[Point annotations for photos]
━━━━━━━━━━━━━━━━━━━━━━━━━━━━━━

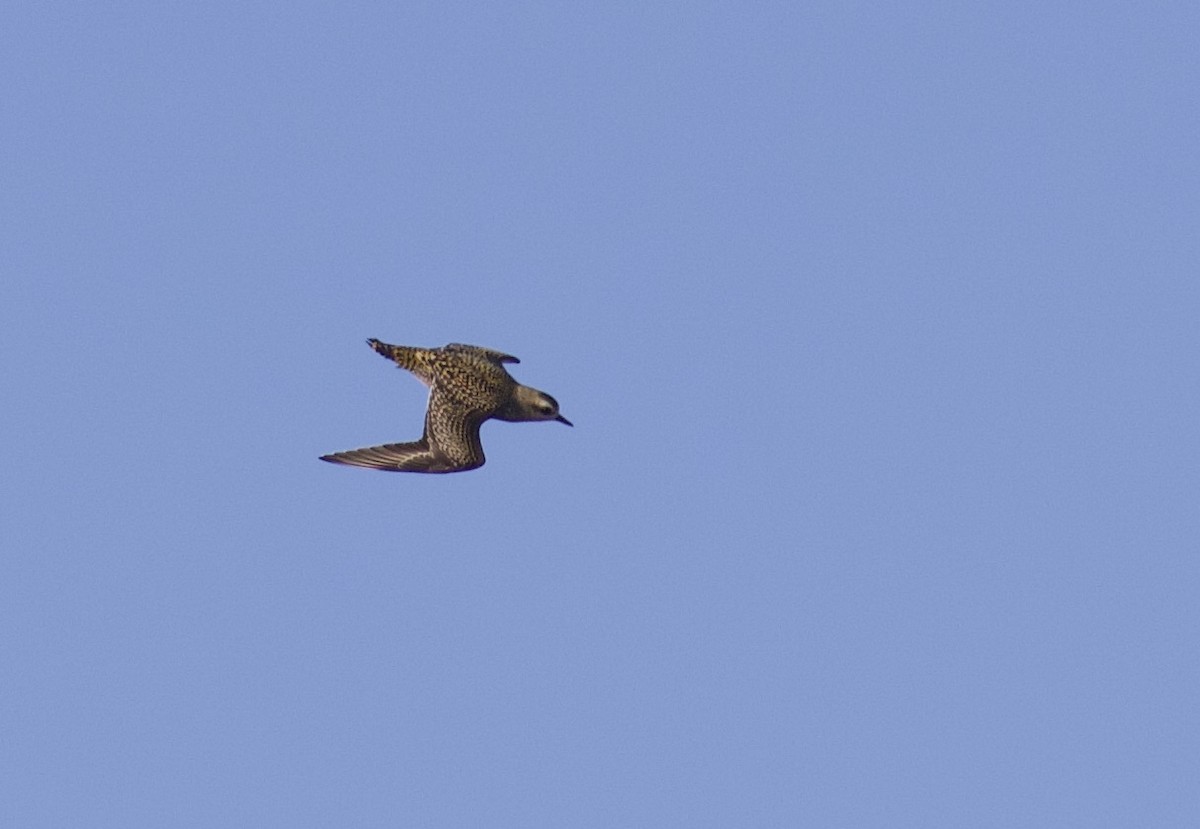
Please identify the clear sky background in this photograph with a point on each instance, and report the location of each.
(877, 325)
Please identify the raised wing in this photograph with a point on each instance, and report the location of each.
(486, 353)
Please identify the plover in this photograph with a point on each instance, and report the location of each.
(468, 384)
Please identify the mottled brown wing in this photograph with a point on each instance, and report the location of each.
(413, 456)
(451, 431)
(486, 353)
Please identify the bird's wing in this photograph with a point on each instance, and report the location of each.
(486, 353)
(414, 456)
(451, 431)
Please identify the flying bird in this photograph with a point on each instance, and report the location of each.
(468, 384)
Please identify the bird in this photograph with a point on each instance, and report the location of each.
(468, 385)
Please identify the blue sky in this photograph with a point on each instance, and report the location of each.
(877, 326)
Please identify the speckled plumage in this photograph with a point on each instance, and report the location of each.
(468, 384)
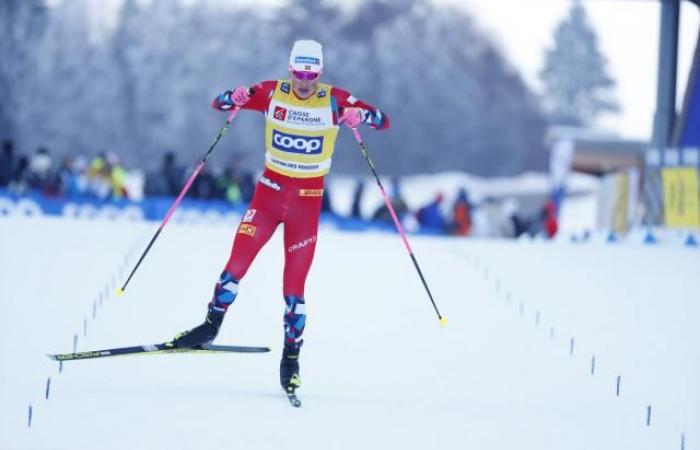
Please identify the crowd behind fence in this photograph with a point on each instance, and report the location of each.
(104, 178)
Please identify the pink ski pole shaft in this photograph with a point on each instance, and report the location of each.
(363, 148)
(176, 203)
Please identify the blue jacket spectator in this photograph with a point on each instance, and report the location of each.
(430, 217)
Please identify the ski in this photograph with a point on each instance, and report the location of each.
(166, 347)
(293, 399)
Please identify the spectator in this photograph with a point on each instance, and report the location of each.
(430, 217)
(39, 171)
(20, 176)
(7, 163)
(228, 184)
(461, 214)
(550, 222)
(118, 177)
(99, 180)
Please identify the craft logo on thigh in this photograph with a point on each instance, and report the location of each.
(249, 215)
(247, 228)
(310, 192)
(302, 244)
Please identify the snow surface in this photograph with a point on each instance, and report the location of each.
(378, 371)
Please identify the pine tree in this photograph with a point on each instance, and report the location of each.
(577, 85)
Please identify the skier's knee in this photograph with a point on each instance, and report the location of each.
(225, 291)
(294, 318)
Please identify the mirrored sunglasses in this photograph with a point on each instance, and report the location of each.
(308, 76)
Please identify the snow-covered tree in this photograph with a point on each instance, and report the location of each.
(578, 87)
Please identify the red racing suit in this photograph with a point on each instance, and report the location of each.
(300, 139)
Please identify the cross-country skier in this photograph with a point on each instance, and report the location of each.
(302, 119)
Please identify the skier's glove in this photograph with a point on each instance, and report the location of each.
(352, 117)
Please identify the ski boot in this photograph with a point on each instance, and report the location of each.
(201, 334)
(289, 367)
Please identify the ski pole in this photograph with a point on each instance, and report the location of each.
(173, 207)
(363, 148)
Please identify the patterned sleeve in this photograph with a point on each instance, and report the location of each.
(259, 99)
(375, 117)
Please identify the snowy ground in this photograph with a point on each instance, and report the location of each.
(378, 371)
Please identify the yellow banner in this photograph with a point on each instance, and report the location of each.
(681, 197)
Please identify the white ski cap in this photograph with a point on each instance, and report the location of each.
(307, 56)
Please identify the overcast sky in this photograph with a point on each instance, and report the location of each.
(628, 32)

━━━━━━━━━━━━━━━━━━━━━━━━━━━━━━

* **EXERCISE**: Can you write out the records again, starting with the line that contains "Please identify the ski boot" and going on through the end of the records, with each coordinate increased by 70? Keep the requests in those lines as they are, and leave out all other lines.

* **TASK OUTPUT**:
Please identify the ski boot in this photograph with a point on each instance, and report the location of each.
(271, 404)
(359, 437)
Please identify the ski pole in this photograph with a point on each instance, and report the location of each.
(243, 277)
(433, 218)
Please identify the patterned sleeve in this photograph with a point on each instance, and report the location of each.
(329, 169)
(445, 187)
Please identify the snowy ground in this photograph with a point on each instance, and report the location of each.
(448, 441)
Please identify the yellow banner in this photograph with a point on each instance, and report the location of each.
(751, 267)
Please identify the white ski cap in this photograph with a point on each instance, and report the location of each.
(377, 126)
Please identify the overcast sky in this photograph with a point on each instance, and report the location of each.
(698, 102)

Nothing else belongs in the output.